**Written request**
Which lines in the listing below contain the word "shirt" with matching case? Copy each of those lines in full.

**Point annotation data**
—————

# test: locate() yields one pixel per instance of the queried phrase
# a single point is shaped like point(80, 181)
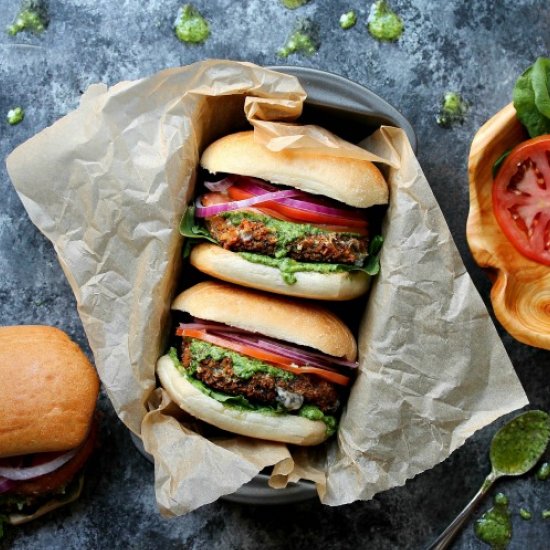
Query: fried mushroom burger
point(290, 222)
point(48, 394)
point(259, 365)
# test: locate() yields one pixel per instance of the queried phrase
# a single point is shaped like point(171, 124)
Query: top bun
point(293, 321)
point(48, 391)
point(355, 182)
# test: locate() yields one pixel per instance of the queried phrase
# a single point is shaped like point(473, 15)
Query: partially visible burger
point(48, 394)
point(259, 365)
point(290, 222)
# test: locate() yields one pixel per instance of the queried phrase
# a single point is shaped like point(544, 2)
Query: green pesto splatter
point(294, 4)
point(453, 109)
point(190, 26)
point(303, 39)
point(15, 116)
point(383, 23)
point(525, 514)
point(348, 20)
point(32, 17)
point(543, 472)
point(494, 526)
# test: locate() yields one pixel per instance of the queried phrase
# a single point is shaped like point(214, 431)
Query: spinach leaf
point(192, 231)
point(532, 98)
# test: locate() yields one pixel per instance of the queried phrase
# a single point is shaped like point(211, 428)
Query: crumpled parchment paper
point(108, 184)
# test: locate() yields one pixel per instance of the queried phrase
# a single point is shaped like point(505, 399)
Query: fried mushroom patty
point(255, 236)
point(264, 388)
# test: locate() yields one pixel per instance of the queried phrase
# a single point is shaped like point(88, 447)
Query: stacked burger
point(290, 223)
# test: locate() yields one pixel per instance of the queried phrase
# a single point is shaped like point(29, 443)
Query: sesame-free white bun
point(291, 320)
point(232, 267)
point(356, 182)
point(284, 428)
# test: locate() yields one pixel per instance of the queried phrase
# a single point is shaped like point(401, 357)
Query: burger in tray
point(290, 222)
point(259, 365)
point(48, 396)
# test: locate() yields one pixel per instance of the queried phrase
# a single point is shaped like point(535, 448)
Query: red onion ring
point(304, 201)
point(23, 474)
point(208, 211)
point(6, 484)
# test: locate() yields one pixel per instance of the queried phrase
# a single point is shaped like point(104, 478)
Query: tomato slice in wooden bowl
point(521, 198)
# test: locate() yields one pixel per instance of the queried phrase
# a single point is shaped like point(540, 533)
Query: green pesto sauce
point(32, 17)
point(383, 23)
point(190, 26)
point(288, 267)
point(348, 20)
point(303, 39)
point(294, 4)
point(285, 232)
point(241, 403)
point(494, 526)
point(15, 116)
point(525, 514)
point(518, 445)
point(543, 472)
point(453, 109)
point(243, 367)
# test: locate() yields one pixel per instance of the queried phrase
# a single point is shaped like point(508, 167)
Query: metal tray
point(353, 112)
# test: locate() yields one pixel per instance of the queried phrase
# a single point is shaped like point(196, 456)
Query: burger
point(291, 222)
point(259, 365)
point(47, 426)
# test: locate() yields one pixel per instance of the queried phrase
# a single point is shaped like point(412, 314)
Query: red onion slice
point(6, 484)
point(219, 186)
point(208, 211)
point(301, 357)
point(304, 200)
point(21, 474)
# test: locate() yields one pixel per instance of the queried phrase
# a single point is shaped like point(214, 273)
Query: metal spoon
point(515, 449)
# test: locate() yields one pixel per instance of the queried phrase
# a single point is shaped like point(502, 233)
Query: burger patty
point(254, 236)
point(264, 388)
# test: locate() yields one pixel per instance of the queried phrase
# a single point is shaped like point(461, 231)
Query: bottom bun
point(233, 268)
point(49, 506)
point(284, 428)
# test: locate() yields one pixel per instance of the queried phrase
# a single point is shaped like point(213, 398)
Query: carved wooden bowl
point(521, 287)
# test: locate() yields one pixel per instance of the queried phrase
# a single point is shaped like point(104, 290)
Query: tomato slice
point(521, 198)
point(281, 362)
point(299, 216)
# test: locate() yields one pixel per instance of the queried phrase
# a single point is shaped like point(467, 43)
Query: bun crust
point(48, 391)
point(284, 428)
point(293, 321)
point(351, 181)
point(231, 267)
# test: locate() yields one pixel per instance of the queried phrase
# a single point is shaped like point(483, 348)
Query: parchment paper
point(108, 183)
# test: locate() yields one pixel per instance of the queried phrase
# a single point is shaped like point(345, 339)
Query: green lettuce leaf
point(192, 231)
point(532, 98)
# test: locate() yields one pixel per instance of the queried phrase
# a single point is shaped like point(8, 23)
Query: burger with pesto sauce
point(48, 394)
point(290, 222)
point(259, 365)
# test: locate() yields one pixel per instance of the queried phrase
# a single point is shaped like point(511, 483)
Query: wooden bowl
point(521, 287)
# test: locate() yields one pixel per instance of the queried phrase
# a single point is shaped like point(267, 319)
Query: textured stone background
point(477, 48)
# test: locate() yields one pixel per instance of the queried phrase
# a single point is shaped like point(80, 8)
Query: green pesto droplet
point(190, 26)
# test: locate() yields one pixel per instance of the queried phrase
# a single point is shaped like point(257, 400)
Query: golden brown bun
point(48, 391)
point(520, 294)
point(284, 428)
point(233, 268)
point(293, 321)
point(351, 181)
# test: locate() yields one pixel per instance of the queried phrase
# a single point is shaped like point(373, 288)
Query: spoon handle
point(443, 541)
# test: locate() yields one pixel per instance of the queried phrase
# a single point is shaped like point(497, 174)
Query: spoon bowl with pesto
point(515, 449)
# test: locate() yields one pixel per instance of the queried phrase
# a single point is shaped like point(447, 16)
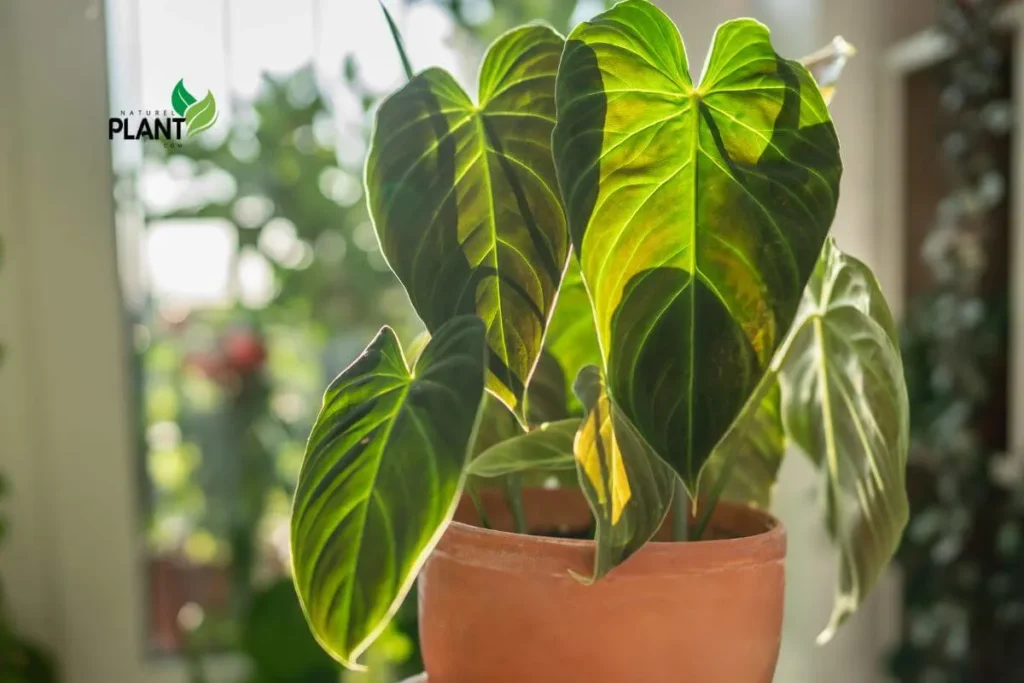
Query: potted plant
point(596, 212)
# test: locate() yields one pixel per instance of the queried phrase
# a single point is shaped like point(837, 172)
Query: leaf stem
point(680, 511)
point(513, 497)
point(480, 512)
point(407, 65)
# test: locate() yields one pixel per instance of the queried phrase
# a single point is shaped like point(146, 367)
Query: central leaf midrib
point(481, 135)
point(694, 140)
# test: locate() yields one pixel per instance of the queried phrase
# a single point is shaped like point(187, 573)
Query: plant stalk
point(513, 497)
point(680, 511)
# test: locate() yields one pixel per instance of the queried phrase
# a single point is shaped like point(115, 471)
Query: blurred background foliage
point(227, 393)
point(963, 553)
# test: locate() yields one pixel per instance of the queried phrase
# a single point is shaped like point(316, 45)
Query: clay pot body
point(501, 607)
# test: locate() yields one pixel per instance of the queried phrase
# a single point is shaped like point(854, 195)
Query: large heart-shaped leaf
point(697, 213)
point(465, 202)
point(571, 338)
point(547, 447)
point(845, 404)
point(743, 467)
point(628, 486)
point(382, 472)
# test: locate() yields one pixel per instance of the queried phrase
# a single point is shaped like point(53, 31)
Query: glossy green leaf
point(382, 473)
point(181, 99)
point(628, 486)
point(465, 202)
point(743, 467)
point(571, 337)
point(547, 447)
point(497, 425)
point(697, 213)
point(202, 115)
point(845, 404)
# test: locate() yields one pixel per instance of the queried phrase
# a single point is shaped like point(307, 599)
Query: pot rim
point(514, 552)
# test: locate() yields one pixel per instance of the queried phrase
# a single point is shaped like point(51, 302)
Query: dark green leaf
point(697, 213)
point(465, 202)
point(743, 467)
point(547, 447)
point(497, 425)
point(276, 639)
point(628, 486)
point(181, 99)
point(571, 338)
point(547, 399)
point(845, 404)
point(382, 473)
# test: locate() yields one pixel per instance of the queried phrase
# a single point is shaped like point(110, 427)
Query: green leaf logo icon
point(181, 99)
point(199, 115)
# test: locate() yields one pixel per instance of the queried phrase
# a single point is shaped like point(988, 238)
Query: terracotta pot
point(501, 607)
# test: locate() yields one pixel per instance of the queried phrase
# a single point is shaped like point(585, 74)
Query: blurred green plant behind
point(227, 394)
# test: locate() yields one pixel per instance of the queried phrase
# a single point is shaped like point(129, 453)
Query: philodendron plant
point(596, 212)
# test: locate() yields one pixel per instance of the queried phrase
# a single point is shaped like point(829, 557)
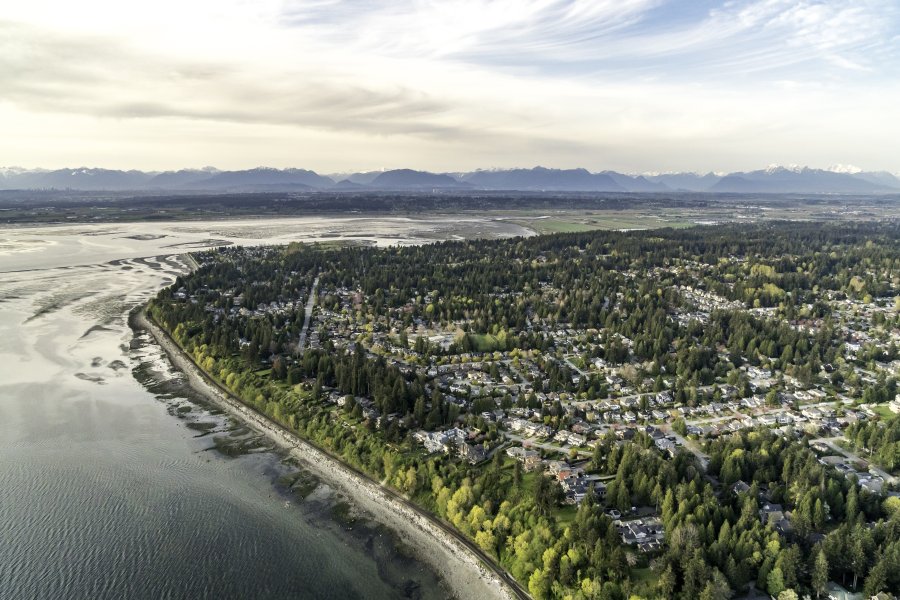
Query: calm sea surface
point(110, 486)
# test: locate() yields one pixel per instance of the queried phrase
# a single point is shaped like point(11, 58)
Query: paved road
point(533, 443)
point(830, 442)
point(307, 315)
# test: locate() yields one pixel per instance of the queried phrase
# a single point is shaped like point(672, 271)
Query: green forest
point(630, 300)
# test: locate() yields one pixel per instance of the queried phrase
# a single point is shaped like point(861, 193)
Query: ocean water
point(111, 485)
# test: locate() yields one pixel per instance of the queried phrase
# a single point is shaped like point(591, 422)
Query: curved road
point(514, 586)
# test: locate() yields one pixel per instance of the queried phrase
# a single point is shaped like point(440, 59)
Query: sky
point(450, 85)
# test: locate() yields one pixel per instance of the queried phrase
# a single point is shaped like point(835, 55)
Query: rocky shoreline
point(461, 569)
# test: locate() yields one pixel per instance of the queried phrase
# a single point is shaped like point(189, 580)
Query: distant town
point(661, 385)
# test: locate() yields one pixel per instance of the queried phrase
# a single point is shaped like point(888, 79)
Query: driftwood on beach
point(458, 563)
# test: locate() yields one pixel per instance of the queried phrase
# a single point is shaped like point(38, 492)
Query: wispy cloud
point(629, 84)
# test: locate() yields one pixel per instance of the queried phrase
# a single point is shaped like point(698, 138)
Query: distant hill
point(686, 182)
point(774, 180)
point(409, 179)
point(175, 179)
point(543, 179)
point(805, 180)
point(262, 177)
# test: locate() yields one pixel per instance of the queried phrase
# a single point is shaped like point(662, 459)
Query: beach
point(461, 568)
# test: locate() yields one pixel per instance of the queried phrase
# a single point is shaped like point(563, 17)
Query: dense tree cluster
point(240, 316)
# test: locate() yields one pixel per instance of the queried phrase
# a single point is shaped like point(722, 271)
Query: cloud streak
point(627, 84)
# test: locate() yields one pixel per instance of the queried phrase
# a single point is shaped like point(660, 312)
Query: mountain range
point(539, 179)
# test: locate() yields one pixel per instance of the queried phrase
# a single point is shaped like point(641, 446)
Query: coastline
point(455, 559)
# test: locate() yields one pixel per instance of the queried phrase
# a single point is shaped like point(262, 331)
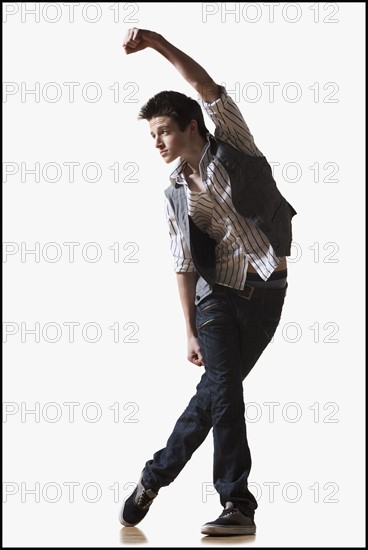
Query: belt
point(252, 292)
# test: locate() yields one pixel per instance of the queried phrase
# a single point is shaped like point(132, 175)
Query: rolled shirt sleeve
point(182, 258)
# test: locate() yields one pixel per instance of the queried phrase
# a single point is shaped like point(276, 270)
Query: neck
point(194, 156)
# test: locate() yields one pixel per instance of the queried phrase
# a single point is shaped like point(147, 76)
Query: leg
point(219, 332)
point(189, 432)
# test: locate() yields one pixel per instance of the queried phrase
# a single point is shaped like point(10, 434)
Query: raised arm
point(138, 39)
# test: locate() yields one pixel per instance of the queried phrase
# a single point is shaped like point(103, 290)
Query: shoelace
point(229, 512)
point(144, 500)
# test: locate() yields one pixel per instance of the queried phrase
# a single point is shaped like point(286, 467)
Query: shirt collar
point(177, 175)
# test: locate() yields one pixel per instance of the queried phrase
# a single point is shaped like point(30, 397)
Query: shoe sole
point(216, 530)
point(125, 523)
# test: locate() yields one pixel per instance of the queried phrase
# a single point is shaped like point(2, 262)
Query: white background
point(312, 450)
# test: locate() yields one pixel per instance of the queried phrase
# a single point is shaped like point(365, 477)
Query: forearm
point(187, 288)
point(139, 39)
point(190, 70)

—————

**Full output**
Query: rolled shirt sleeve
Query: shirt collar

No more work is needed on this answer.